• EXTRAIT
........

328 milliards de dollars de dette
Evergrande, dont les énormes difficultés financières font régulièrement les gros titres depuis plusieurs mois, avait à la fin juin une ardoise colossale estimée à 328 milliards de dollars (307 milliards d’euros). Cette semaine, la branche immobilière de l’entreprise n’a pas été en mesure d’effectuer un paiement important au titre d’une obligation.
Le secteur immobilier en Chine a connu ces dernières décennies une croissance fulgurante, dans un pays où l’achat d’un bien avant même sa construction permettait de financer d’autres projets. Mais l’endettement des groupes a atteint des niveaux tels que les autorités ont décidé d’y mettre le holà à partir de 2020. Depuis, l’accès au crédit s’est considérablement réduit pour ces groupes dont une partie peine désormais à terminer les chantiers, alimentant une crise de confiance des acheteurs potentiels qui plombe les prix.

........

• LIGNES
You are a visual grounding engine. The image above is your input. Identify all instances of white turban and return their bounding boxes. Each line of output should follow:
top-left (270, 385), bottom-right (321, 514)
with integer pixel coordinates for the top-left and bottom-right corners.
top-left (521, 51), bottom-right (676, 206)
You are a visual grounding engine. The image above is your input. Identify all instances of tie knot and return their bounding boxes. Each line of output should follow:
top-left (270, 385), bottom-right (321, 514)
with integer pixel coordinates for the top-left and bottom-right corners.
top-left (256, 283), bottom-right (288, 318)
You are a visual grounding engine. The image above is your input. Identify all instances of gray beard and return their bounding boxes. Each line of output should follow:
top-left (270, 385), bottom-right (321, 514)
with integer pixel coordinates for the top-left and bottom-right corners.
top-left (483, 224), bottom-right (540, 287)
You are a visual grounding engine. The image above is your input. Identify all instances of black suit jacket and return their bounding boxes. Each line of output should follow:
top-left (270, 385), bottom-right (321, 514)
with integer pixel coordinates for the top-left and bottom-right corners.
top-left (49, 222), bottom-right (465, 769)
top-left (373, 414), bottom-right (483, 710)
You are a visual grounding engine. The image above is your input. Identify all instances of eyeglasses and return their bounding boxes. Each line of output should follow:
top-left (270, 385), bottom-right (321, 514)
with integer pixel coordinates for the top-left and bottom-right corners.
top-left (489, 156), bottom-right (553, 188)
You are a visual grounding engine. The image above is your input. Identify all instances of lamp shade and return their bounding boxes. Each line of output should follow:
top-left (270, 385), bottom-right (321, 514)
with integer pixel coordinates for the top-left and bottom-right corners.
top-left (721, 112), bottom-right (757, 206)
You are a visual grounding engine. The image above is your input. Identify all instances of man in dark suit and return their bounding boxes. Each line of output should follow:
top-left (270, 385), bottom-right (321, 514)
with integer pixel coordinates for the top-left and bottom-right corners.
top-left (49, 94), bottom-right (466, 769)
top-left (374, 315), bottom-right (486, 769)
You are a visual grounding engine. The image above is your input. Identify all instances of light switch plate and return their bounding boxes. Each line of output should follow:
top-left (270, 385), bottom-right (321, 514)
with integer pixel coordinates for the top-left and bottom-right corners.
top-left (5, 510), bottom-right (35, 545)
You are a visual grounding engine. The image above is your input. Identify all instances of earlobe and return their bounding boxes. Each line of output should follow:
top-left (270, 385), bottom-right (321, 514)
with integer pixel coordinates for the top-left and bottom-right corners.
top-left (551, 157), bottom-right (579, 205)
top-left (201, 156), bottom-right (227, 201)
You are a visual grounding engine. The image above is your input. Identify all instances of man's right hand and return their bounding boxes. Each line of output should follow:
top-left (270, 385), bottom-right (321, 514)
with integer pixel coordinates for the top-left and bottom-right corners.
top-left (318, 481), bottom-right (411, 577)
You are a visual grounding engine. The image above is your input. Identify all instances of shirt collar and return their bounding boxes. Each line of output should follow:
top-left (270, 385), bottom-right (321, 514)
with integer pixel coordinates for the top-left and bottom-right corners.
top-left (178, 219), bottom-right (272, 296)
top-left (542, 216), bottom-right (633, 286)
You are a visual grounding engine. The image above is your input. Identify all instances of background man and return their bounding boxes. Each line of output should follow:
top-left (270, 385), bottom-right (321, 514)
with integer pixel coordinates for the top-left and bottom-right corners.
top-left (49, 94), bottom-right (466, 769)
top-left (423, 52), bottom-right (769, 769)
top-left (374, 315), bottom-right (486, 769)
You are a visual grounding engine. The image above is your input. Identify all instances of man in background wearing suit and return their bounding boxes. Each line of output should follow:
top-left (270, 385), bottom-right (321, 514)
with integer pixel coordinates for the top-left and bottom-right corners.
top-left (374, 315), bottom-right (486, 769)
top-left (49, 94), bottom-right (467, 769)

........

• CONSIGNES
• 1. D'après l'extrait sur Evergrande, à combien la dette du groupe était-elle estimée à la fin juin ?
• 2. Poursuivez l'extrait sur Evergrande et l'immobilier chinois après sa dernière phrase.
Les items constituent un matériau distinct de l'extrait.

• RÉPONSES
• 1. À 328 milliards de dollars, soit 307 milliards d'euros.

• 2.
L’énorme dette d’Evergrande a contribué à l’aggravation de la crise du marché immobilier en Chine, faisant craindre un temps une contagion mondiale. «Si Evergrande n’est que la pointe de l’iceberg et si les risques de contagion se matérialisent, une crise de confiance sur les marchés […] pourrait éclater et conduire à un sévère ralentissement», a estimé Heron Lim, directeur économiste adjoint de Moody’s Analytics, auprès de l’AFP.
Cette crise inédite a gagné ces derniers mois un autre poids lourd du secteur, Country Garden, longtemps réputé solide financièrement. Le groupe avait fin 2022 une dette considérable qu’il estimait à quelque 1 152 milliards de yuans (150 milliards d’euros). Dans un pays où l’immobilier pèse plus du quart du PIB et fait vivre une armée de travailleurs peu qualifiés, elle a également aggravé le ralentissement général de la deuxième économie mondiale.